• **Instruction**
In the rows from the line with "Somewhere in the screenshot above is the bird." to the line with "[0,0,1270,930]", switch "Identify" to "Mark" and write those lines out again, changing nothing else.

• **Detection annotation rows**

______________________________

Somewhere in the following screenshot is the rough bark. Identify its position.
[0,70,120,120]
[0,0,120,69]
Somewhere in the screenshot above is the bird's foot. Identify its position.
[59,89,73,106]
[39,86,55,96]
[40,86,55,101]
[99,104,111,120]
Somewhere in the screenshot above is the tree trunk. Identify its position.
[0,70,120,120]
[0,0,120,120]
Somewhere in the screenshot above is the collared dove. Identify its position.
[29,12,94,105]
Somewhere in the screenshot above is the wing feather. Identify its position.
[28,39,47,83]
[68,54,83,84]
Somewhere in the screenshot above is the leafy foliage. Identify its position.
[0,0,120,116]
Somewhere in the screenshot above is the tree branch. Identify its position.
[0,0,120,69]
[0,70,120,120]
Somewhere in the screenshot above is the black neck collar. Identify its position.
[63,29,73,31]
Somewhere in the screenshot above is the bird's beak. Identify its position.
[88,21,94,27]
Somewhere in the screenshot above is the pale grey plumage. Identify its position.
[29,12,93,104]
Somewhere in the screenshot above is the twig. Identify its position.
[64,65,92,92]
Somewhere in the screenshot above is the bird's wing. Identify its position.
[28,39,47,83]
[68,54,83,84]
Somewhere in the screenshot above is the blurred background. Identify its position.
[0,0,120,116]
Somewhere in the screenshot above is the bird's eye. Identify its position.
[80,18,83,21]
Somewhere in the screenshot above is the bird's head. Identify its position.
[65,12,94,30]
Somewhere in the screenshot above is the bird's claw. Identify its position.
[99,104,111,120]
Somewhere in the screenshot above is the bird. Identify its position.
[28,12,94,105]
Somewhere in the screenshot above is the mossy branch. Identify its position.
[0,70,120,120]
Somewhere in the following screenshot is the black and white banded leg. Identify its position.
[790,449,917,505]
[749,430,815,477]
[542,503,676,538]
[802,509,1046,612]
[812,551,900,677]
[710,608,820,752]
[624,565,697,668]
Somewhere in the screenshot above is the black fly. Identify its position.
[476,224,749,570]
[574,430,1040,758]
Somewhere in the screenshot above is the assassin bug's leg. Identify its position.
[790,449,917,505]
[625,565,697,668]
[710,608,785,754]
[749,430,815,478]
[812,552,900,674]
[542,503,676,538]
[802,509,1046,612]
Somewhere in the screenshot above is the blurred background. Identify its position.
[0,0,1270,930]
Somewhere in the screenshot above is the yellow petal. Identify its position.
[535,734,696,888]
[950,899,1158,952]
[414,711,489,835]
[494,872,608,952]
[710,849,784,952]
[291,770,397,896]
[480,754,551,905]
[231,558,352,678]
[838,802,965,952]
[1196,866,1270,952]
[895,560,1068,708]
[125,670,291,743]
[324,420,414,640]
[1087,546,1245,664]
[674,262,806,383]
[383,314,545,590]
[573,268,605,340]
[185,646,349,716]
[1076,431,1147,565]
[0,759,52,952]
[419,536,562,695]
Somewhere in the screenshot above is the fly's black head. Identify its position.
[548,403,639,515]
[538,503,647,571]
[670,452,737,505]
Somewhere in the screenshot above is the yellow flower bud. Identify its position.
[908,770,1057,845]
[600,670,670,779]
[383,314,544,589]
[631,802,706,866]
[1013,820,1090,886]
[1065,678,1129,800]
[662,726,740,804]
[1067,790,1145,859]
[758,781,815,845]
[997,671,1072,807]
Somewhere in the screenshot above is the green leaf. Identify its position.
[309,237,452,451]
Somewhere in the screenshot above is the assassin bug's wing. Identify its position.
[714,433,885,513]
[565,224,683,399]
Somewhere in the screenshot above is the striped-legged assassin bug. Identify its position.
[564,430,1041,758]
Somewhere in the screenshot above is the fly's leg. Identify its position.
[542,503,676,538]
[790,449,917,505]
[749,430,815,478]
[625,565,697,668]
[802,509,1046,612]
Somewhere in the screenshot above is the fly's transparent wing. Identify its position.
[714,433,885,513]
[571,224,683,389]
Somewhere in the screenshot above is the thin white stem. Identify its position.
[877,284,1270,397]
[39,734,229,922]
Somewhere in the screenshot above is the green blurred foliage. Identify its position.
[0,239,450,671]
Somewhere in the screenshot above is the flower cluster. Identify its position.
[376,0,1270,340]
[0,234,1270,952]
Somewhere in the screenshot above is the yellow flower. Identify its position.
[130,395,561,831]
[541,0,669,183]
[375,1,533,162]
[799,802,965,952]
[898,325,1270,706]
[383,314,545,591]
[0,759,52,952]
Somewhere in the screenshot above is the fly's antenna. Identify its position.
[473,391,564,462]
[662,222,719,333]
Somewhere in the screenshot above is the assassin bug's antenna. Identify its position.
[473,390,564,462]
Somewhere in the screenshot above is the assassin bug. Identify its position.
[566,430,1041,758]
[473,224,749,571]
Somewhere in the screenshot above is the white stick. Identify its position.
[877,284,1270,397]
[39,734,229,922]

______________________________

• **Correct response**
Somewhere in the screenshot above is the bird. Mark its position.
[28,12,94,105]
Somewhere in the screenshot above is the mossy branch. Mark its position.
[0,70,120,120]
Somewhere in the following screenshot is the black and white banded leg. Mark its position.
[790,449,917,505]
[749,430,815,477]
[542,503,676,538]
[802,509,1046,612]
[812,551,900,677]
[710,608,820,752]
[624,565,697,668]
Somewhere in the screenshot above is the black fly. Mark its position.
[476,224,749,570]
[574,430,1040,758]
Somewhere in the screenshot above is the assassin bug's leg. Mark its position.
[790,449,917,505]
[625,565,697,668]
[710,608,785,754]
[749,430,815,478]
[812,552,900,674]
[542,503,676,538]
[802,509,1046,612]
Somewhere in the screenshot above is the blurred background. Mark its position.
[0,0,1270,930]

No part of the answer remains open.